## TASK
Copy out the data below with every "ripple" switched to "wave" and nothing else changed, leaving out the pictures.

____

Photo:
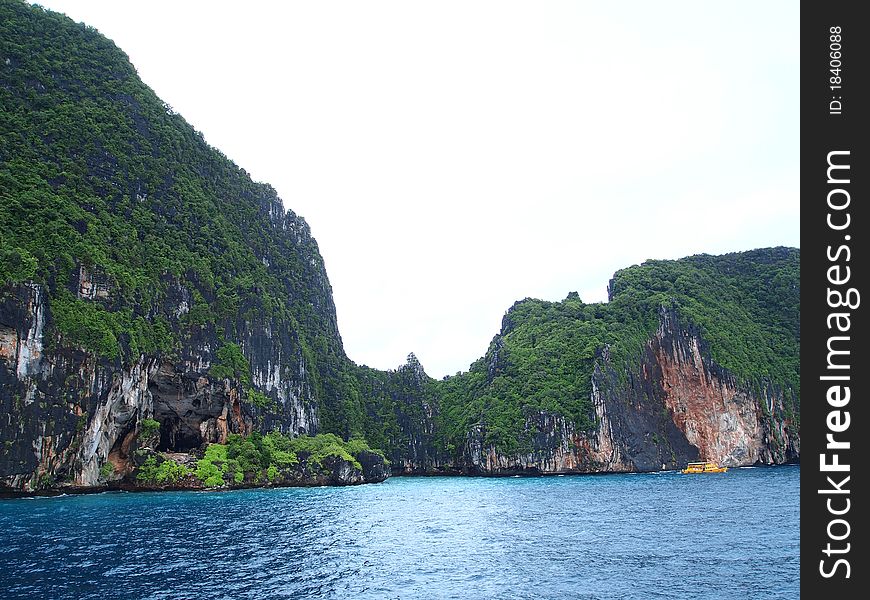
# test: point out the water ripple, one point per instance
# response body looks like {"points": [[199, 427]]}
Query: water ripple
{"points": [[595, 537]]}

____

## ANSWER FOR THE TASK
Photo:
# test: point out the water wave, one point per instance
# response body looks like {"points": [[199, 427]]}
Query: water wave
{"points": [[595, 537]]}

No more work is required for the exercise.